### Exercise requirements
Update the data below by swapping every "farthest from its outline" for "farthest from its edge" and leaving everything else the same.

-- Start --

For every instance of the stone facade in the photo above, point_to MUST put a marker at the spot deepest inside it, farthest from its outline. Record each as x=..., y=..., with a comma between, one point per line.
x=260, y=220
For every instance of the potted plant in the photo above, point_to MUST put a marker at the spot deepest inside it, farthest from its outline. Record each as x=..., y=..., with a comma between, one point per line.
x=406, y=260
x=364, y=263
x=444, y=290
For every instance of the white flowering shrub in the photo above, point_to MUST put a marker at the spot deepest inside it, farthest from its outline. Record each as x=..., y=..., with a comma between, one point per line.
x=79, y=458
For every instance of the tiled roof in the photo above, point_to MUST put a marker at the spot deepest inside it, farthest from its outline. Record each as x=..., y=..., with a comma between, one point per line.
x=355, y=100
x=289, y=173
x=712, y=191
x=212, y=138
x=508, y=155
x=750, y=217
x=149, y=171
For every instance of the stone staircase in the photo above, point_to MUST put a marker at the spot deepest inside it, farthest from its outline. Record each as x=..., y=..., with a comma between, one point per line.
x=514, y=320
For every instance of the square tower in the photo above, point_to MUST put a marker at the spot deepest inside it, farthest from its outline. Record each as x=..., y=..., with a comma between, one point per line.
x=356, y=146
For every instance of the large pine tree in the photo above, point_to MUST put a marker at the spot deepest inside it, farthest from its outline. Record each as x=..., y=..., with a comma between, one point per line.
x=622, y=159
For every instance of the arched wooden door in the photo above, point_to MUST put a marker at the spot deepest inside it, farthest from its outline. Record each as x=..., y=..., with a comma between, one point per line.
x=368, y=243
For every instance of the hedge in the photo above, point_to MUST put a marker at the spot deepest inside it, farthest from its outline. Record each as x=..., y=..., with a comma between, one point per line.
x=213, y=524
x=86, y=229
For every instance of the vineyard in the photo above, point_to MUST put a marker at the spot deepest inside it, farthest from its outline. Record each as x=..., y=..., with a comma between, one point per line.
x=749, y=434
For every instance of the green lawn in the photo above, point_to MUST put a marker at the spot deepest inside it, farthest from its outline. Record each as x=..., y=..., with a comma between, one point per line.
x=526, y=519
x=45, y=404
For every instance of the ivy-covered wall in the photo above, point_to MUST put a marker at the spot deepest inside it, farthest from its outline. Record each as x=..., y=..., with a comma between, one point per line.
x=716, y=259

-- End --

### Written response
For every instance of the stone facade in the photo above, point_to MUST put a marker at the spot deepest inside it, farthest from its edge. Record each as x=..., y=..., with a comma between, one point per line.
x=260, y=220
For every instance of the potted plant in the photo above, point_to MUST put a marker at the spot deepest inside it, farthest from its edge. Record each as x=..., y=..., with a comma between, one point per line.
x=406, y=260
x=364, y=263
x=444, y=290
For every instance of the white flowering shrub in the photo above, point_to MUST put a marker at the spot deepest inside it, farthest from its edge. Record each as x=..., y=..., with a comma between, one point per line.
x=79, y=458
For every instance of the tiled roof in the photo above, point_to MUST put a marker at the spot deepest inside it, farthest from its edge. Record each as x=..., y=..., with a comma between, one point per line.
x=355, y=100
x=289, y=173
x=712, y=191
x=212, y=138
x=508, y=155
x=750, y=217
x=149, y=171
For every instance of the stone staircase in the photo above, point_to MUST put a marker at the spot deepest inside it, farthest from its edge. Record each as x=..., y=..., with a comma between, one point per line.
x=514, y=320
For every instance of the square tower in the photo above, point_to MUST put a marker at the spot deepest inside it, farthest from its edge. Record each as x=..., y=..., with a comma between, one point per line.
x=356, y=146
For every instance of the large pine tree in the photo above, point_to MUST put a marker at the spot deepest inside it, farthest from its edge. Record each as x=..., y=..., with a comma between, one point per line.
x=622, y=159
For every instance of the arched wooden door in the photo above, point_to MUST put a marker at the spot deepest inside it, farthest from its edge. Record each as x=..., y=..., with a comma between, one point per line.
x=368, y=243
For every instance of the hedge in the photo above, point_to MUST put a marker at the spot deepest inside it, farthest from its edge. Record each as x=..., y=..., with a comma between, one point per line.
x=213, y=524
x=86, y=229
For every instance of the vineyard in the photo above, point_to MUST put a marker at the spot deepest inside it, farthest from its edge. Record each as x=..., y=..., with a comma between, one point per line.
x=749, y=434
For every instance of the green lawn in the photo above, point_to MUST put a marker at the spot deepest inside it, farthest from its edge. Record each as x=..., y=..., with a comma between, one point per line.
x=526, y=519
x=45, y=404
For every instance of the ivy-covered wall in the photo above, point_to MUST put a marker at the spot deepest inside it, farthest from its edge. Record each as x=..., y=..., with a comma between, one point per line.
x=716, y=259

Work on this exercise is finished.